# Provided data

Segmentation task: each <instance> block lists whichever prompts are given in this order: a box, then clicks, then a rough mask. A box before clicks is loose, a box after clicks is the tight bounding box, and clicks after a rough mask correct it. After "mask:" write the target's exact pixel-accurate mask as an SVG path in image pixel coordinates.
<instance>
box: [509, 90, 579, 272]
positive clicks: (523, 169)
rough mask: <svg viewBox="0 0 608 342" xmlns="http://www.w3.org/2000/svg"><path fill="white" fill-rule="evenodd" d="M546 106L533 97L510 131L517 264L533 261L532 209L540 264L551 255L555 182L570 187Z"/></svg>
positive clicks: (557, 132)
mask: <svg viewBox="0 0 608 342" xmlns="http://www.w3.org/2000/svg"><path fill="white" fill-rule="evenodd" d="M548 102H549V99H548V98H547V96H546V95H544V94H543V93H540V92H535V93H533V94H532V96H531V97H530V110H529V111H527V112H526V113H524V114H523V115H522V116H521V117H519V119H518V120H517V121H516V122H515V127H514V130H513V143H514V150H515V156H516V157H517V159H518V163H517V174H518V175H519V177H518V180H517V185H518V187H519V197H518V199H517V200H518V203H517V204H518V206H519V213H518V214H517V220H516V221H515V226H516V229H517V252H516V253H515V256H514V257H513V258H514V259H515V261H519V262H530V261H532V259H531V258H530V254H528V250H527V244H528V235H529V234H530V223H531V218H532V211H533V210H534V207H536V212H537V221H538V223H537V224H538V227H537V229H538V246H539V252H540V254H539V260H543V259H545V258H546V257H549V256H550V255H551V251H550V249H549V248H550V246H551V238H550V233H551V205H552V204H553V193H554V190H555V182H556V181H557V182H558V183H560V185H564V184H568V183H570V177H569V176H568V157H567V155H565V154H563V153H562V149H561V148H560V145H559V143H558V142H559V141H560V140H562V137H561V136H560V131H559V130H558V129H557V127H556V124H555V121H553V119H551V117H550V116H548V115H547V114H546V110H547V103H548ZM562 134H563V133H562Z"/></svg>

# Problem to work on
Every record must be retyped so that it matches the original exactly.

# Task result
Segmentation task: each <instance> block lists whichever prompts are given in this order: a box, then clicks, then a rough mask. A box before clicks is loose, a box after clicks is the tight bounding box, and clicks after a rough mask correct it. After "mask:" write the target's exact pixel-accurate mask as an SVG path in image pixel coordinates.
<instance>
box: [509, 90, 579, 272]
positive clicks: (523, 169)
rough mask: <svg viewBox="0 0 608 342" xmlns="http://www.w3.org/2000/svg"><path fill="white" fill-rule="evenodd" d="M546 106L533 97L510 131L517 264L533 261L532 209L540 264L551 255L555 182L570 187Z"/></svg>
positive clicks: (557, 132)
mask: <svg viewBox="0 0 608 342" xmlns="http://www.w3.org/2000/svg"><path fill="white" fill-rule="evenodd" d="M548 102H549V99H548V98H547V96H546V95H544V94H543V93H540V92H535V93H533V94H532V96H531V97H530V110H529V111H527V112H526V113H524V114H523V115H522V116H521V117H519V119H518V120H517V121H516V122H515V127H514V130H513V143H514V150H515V156H516V157H517V159H518V163H517V174H518V175H519V177H518V180H517V185H518V187H519V197H518V199H517V200H518V203H517V204H518V206H519V213H518V214H517V220H516V221H515V226H516V229H517V252H516V253H515V256H514V257H513V258H514V259H515V261H519V262H530V261H532V259H531V258H530V254H528V250H527V244H528V235H529V234H530V223H531V218H532V211H533V210H534V207H536V212H537V221H538V223H537V224H538V227H537V229H538V246H539V252H540V254H539V260H543V259H545V258H546V257H549V256H550V255H551V251H550V249H549V248H550V246H551V238H550V233H551V205H552V204H553V193H554V190H555V182H556V181H557V182H558V183H560V185H564V184H568V183H570V177H569V176H568V157H567V155H565V154H563V153H562V149H561V148H560V145H559V143H558V142H559V141H560V140H562V137H561V136H560V131H559V130H558V129H557V127H556V124H555V121H553V119H551V117H550V116H548V115H547V114H546V110H547V103H548ZM562 134H563V133H562Z"/></svg>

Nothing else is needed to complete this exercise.